### DATA TO EXAMINE
^^^^^^^^^^^^^^^^

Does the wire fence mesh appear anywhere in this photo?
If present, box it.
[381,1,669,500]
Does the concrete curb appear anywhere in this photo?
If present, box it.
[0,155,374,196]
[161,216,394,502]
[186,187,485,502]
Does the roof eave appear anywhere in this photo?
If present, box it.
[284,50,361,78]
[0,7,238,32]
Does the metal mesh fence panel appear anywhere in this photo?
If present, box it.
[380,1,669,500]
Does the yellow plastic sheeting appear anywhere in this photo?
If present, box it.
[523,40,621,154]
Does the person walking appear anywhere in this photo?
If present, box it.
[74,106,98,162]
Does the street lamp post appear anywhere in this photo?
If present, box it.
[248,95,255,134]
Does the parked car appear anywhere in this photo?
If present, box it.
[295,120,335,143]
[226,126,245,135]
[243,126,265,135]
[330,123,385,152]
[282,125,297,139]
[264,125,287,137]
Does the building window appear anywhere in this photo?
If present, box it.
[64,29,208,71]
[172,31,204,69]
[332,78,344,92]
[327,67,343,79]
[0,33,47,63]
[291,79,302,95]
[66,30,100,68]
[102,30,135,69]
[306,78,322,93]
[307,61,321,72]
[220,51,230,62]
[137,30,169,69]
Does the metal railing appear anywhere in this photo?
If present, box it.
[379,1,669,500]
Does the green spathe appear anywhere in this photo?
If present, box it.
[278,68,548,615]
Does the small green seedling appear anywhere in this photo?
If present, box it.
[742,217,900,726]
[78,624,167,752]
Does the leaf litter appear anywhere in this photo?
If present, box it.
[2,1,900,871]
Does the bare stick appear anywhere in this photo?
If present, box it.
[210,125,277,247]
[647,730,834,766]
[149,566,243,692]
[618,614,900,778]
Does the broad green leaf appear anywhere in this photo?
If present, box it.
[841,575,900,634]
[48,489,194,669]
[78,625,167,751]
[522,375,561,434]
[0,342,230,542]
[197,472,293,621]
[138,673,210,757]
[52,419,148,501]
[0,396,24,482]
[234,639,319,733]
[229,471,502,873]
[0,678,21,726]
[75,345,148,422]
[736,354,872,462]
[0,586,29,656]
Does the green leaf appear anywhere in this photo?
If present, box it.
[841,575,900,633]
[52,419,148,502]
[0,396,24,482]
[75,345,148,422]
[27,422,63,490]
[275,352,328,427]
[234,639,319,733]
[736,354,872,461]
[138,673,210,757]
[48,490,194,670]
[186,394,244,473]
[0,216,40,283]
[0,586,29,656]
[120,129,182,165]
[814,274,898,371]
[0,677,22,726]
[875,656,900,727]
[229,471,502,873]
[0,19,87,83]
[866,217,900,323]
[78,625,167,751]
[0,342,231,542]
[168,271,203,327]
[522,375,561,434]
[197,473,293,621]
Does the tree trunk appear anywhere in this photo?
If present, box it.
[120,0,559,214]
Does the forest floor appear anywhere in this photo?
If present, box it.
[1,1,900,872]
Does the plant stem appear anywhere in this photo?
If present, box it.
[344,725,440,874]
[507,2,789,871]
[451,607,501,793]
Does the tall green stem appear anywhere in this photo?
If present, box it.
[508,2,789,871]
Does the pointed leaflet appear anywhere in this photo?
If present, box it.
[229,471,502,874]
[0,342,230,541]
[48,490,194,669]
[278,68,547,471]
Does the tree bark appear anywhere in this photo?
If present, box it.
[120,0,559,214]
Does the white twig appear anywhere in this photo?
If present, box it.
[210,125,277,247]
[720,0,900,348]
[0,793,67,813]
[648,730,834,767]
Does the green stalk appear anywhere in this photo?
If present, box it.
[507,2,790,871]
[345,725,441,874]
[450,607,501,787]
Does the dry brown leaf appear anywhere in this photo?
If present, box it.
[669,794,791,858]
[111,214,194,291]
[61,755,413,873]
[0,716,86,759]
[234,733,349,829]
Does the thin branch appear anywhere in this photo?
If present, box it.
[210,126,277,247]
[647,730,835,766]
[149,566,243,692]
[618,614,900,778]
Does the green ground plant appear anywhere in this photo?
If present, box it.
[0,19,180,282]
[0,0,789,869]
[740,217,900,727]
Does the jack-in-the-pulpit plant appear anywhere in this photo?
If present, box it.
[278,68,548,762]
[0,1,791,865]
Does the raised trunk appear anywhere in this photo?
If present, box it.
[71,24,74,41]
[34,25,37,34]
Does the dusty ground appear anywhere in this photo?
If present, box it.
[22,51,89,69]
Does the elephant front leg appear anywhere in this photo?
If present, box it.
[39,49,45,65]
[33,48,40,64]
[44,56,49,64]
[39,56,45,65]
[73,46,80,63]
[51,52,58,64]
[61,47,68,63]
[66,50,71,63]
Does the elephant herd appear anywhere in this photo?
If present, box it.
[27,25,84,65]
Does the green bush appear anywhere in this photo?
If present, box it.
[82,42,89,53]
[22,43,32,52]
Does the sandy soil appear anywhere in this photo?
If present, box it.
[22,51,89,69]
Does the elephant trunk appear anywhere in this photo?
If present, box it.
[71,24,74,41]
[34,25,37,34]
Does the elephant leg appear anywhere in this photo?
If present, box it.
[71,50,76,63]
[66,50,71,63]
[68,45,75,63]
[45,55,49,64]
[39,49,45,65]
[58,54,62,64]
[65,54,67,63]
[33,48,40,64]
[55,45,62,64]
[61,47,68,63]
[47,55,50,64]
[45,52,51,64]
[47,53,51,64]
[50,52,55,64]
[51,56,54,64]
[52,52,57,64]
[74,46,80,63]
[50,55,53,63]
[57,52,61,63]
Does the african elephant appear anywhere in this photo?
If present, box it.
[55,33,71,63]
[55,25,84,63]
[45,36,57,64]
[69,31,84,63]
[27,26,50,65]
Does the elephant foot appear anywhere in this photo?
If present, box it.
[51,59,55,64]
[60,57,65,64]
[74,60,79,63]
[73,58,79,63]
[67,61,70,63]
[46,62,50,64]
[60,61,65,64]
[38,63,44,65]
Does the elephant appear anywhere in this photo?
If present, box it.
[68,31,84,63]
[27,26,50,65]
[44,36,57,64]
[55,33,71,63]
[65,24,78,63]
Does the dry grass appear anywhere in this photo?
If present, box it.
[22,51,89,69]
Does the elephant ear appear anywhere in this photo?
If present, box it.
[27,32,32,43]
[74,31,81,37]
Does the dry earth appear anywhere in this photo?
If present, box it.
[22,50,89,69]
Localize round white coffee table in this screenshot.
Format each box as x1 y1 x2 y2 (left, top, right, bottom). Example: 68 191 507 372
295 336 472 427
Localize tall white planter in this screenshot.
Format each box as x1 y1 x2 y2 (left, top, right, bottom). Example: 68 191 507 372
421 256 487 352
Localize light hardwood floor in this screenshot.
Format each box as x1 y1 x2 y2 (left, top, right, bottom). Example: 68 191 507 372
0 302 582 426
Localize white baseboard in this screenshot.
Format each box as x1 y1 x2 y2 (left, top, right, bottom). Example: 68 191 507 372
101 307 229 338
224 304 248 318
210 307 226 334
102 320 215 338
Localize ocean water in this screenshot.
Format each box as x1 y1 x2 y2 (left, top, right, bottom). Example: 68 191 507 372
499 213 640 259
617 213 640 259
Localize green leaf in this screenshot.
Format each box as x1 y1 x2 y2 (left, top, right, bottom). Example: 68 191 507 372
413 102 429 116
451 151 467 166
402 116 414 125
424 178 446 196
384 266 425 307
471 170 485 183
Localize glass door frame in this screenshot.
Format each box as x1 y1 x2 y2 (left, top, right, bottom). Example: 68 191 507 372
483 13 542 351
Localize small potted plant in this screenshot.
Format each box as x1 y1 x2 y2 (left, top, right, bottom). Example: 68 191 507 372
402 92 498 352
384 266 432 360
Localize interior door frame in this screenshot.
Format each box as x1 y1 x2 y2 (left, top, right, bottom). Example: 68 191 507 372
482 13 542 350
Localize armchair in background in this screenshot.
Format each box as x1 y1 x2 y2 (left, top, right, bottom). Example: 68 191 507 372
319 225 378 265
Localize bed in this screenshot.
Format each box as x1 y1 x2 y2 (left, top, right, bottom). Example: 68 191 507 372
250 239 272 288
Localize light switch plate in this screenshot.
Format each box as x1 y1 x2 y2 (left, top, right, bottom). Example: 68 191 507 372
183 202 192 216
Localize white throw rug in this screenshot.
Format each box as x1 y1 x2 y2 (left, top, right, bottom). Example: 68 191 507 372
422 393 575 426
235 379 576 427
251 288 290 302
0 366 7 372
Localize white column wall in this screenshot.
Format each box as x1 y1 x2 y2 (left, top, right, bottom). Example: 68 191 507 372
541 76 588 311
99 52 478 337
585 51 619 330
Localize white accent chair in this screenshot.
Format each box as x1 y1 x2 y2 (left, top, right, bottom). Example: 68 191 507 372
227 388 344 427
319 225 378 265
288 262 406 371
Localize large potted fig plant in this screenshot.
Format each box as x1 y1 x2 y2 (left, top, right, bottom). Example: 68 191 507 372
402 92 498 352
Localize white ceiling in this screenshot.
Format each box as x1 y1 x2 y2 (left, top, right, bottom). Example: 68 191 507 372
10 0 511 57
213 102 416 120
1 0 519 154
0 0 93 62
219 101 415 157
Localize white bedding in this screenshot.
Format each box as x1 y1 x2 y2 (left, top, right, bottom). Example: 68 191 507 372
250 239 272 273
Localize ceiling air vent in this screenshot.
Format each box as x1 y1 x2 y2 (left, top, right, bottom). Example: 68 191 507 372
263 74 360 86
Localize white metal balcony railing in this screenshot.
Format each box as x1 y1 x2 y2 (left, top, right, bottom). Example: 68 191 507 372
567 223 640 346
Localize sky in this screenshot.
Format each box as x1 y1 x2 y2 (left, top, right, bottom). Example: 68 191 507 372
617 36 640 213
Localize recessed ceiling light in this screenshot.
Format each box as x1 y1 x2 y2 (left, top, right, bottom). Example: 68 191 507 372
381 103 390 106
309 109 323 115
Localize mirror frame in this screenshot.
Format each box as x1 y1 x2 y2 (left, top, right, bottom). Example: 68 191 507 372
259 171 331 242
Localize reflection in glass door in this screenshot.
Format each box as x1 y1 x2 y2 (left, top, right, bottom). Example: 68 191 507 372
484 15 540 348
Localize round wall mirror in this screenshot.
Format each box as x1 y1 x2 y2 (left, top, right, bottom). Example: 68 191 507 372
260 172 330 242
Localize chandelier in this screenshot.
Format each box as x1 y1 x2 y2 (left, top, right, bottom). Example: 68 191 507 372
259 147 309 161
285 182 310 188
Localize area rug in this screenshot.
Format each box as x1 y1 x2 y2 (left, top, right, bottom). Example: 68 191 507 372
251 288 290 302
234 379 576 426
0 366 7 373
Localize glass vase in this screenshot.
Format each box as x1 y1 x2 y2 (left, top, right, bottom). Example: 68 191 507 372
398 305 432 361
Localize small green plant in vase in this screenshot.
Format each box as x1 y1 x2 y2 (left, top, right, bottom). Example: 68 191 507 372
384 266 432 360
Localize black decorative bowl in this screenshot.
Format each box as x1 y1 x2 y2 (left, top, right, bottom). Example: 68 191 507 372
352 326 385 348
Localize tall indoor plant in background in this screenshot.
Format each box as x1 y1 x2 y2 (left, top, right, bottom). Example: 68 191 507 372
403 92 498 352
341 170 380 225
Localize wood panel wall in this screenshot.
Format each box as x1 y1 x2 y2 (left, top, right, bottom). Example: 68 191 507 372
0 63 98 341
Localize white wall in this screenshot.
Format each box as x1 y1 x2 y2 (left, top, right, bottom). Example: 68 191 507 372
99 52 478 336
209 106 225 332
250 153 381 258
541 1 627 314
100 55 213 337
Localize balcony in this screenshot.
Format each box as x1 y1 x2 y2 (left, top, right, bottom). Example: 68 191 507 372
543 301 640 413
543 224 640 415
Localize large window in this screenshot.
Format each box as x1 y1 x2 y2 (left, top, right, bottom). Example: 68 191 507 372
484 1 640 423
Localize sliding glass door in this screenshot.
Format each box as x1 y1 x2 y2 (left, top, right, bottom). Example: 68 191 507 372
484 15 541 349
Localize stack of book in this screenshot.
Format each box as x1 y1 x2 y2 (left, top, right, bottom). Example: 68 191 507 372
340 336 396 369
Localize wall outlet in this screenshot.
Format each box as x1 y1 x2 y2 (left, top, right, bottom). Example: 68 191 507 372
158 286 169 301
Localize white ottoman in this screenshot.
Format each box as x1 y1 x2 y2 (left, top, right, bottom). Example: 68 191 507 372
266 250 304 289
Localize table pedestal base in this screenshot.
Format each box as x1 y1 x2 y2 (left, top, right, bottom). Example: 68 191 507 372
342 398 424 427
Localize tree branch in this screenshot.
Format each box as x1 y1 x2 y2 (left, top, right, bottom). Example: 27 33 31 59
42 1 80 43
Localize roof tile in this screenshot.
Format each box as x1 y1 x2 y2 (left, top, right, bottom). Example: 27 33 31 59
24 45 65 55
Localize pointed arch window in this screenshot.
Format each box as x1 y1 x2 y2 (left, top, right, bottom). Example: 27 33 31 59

^^^^^^^^^^^^^^^^

### TASK REQUIREMENTS
Beginning at the first line of the data above, retype each line until you reach the line containing "Does the broad", and include that one too. Add nothing else.

### OUTPUT FOR THIS EXERCISE
Does the wire fence mesh appear anywhere in this photo?
If present, box it.
[381,1,669,500]
Does the concrete curb appear anywhere in this photo?
If present, box it.
[0,155,374,196]
[161,216,394,502]
[186,187,485,502]
Does the roof eave appear anywhere in this photo?
If present, box it.
[284,50,361,78]
[0,7,238,32]
Does the metal mesh fence panel appear anywhere in this photo?
If present, box it.
[380,1,669,500]
Does the yellow plastic sheeting appear anywhere in this photo?
If present, box it.
[523,40,621,154]
Does the person walking appear anywhere in this photo?
If present, box it.
[74,106,98,162]
Does the street lamp post appear anywhere in this photo?
If present, box it.
[248,95,255,134]
Does the parked car appear anywhere in this photo?
If present, box it.
[295,120,335,143]
[226,126,245,135]
[243,126,265,135]
[330,123,385,152]
[282,125,297,139]
[264,125,287,137]
Does the building window appear anywhere in this photo?
If present, box it.
[64,29,208,71]
[172,31,204,69]
[332,78,344,92]
[327,67,343,79]
[0,33,47,63]
[291,79,302,95]
[66,30,100,68]
[102,30,135,69]
[306,78,322,93]
[307,61,321,72]
[220,51,230,62]
[137,30,169,69]
Does the metal railing appear anywhere in this photo?
If present, box it.
[379,1,669,500]
Does the green spathe appear anywhere in this photo?
If present, box it.
[278,68,548,615]
Does the small green seedling appear anywhere in this photo?
If present, box it.
[742,217,900,726]
[78,624,167,752]
Does the leaf litter appear anywhere in this photo?
If present, box it.
[2,1,900,871]
Does the bare stick appear anywhere in this photo?
If present, box it.
[210,125,277,247]
[647,730,834,766]
[149,566,243,692]
[618,614,900,778]
Does the broad green leaf appear anywhere in this photo?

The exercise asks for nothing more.